What is needed => Exactly as they appear, copy the lines of the listing from the one containing "Where can the judoka in" through the final line, both included, and nothing else.

Materials provided =>
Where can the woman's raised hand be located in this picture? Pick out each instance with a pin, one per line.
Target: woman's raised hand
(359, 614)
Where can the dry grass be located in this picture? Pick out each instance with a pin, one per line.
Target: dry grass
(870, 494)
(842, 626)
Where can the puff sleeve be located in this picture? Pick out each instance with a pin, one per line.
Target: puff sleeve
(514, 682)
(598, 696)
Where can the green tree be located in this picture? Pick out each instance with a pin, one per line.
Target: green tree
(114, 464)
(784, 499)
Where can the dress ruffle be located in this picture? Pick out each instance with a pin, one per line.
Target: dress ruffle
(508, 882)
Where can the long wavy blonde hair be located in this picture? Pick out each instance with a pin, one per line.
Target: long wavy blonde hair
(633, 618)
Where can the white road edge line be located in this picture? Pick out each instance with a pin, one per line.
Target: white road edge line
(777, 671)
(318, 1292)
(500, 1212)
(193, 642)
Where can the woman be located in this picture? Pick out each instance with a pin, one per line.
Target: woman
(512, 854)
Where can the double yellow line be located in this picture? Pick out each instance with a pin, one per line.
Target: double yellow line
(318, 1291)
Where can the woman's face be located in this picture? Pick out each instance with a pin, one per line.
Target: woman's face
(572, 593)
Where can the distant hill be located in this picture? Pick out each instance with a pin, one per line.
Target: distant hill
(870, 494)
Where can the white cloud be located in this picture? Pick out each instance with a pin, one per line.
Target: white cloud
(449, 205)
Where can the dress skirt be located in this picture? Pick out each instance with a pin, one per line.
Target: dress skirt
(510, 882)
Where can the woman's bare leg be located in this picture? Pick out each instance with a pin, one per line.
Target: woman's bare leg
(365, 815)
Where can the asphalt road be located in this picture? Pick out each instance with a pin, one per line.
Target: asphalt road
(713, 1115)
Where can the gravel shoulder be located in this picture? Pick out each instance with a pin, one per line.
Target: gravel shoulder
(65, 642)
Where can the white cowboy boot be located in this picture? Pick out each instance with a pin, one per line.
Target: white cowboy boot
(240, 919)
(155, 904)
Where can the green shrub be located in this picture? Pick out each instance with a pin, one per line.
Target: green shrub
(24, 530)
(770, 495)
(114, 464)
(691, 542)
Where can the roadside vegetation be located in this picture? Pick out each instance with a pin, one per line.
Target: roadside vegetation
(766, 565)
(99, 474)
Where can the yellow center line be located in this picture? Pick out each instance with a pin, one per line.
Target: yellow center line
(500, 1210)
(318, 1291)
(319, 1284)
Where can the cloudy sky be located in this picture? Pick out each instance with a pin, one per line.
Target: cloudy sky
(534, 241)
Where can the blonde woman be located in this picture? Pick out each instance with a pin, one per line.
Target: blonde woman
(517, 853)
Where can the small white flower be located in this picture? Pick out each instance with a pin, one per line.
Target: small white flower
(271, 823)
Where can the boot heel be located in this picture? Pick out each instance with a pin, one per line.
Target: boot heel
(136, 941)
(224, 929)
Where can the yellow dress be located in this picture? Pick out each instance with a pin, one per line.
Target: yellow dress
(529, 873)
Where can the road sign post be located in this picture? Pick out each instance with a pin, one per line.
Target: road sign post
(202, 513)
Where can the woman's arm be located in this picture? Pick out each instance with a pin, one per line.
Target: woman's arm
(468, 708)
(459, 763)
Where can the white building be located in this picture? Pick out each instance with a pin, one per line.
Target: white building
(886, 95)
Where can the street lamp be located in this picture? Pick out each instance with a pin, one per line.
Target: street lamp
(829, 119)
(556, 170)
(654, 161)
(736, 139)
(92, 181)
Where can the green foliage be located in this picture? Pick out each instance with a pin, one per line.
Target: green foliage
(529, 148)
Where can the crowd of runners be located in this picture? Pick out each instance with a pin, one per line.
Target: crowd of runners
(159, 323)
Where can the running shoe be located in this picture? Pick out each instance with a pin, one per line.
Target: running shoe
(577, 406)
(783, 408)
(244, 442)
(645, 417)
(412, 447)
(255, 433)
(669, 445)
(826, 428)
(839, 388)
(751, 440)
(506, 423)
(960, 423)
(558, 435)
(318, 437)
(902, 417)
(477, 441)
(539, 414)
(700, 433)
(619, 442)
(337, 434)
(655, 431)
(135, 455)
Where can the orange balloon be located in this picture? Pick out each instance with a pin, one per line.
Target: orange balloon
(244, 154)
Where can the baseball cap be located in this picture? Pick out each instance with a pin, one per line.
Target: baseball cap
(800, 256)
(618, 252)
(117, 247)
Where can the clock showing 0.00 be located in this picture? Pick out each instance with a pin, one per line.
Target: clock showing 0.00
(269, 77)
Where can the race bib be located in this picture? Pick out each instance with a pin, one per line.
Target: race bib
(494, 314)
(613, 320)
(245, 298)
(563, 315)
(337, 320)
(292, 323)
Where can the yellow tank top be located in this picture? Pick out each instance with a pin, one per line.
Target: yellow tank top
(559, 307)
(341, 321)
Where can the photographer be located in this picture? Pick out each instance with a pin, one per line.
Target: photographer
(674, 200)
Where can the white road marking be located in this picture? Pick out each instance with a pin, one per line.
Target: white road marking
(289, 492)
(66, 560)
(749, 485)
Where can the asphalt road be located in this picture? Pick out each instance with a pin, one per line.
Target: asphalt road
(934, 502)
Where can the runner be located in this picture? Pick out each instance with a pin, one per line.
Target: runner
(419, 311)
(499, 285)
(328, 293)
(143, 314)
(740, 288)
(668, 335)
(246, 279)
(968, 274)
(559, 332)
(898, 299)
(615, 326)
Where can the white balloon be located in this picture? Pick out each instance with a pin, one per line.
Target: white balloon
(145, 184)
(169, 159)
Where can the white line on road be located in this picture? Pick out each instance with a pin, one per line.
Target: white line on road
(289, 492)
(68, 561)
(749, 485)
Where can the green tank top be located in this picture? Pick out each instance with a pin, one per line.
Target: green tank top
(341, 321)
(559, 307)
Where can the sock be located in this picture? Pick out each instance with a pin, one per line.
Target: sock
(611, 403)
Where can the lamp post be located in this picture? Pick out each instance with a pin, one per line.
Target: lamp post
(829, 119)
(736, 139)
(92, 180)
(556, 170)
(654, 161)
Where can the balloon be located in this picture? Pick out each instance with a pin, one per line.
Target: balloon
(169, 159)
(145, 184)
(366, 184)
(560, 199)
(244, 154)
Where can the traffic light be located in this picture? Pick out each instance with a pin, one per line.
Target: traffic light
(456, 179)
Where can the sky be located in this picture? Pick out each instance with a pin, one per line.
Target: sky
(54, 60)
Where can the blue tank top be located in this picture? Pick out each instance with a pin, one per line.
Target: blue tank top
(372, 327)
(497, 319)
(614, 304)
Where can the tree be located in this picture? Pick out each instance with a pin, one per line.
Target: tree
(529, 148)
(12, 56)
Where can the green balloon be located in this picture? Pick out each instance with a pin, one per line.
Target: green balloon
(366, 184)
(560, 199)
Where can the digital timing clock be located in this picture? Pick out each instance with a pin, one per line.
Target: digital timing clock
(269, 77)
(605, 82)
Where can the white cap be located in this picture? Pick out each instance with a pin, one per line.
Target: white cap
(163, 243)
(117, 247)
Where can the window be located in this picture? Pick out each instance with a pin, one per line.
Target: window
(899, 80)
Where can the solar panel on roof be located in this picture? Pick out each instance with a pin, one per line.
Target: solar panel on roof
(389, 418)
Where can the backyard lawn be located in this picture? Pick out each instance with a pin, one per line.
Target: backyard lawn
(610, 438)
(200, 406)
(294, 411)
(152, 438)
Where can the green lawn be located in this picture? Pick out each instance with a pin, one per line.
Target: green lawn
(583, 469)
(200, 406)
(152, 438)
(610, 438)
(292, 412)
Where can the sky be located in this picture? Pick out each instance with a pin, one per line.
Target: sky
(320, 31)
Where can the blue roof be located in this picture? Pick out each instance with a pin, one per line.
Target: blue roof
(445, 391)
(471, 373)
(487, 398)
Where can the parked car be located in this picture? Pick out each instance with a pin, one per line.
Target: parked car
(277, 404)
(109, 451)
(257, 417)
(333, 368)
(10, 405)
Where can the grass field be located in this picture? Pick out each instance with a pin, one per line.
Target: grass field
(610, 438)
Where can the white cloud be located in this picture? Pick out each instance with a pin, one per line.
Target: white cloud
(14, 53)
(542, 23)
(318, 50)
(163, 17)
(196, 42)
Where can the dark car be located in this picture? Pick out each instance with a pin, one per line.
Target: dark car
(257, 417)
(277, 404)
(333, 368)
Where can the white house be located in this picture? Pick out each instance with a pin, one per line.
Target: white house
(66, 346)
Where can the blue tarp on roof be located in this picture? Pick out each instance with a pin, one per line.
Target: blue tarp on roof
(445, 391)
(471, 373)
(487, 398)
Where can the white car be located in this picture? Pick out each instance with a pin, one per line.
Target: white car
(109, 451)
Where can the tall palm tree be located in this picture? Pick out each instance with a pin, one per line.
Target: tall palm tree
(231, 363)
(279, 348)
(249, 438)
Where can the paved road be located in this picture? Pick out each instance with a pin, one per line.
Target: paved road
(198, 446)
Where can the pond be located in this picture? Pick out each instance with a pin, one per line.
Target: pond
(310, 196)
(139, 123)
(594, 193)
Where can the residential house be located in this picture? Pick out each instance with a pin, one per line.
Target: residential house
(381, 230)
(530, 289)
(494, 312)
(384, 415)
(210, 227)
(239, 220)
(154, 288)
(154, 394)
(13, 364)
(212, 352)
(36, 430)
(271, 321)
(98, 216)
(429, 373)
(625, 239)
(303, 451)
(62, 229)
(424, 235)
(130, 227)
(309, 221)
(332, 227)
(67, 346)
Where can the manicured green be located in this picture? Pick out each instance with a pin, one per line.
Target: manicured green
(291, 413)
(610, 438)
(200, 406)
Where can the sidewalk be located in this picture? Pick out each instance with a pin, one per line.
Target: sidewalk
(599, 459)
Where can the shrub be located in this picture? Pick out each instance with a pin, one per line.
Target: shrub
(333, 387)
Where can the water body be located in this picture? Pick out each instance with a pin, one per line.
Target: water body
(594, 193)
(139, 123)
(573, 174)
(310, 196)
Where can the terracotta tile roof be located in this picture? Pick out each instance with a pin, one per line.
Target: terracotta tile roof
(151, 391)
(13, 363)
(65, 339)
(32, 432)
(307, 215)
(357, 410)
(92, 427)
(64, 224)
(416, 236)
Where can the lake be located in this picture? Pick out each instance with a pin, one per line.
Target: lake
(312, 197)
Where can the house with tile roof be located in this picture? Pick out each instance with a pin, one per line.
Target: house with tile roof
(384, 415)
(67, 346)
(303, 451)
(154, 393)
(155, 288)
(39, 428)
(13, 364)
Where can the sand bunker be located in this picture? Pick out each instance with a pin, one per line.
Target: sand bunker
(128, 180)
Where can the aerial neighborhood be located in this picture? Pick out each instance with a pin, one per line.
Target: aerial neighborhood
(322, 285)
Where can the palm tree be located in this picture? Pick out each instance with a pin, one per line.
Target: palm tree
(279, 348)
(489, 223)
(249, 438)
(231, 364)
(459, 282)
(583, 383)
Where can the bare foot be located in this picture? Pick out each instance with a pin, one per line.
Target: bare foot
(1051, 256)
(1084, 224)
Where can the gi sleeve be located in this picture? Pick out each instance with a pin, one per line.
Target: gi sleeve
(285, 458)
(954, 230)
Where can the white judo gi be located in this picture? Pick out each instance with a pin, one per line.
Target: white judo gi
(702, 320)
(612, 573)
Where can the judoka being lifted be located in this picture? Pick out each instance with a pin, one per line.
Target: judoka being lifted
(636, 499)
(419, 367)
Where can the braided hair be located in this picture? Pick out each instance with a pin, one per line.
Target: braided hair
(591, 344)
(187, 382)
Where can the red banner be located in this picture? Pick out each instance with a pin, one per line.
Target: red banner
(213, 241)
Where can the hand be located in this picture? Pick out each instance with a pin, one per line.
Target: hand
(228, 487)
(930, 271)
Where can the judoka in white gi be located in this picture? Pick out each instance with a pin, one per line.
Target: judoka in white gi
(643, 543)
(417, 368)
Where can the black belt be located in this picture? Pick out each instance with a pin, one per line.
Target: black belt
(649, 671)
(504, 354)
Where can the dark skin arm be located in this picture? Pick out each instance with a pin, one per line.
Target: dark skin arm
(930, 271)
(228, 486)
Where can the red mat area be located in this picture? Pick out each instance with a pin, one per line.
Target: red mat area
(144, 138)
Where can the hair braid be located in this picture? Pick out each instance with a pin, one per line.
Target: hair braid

Full solution =>
Where can the judoka in white gi be located in this picture? Pick out each instance with a pin, one per line.
Target: judoka in white gi
(643, 543)
(417, 368)
Where can the black belt be located in this picture? Pick out each instance with a pin, one per line.
Target: black belt
(649, 671)
(504, 354)
Where can the dark skin arm be located in this picture? Pick out each instance with a pin, one per line.
Target: dark skin arm
(930, 271)
(228, 486)
Where can the red mat area be located in this picture? Pick out each instance with a pin, one per line.
Target: red mat area
(144, 138)
Where can the hair braid be located in this picture? Pick out each instance with a pin, one per line.
Target: hair braid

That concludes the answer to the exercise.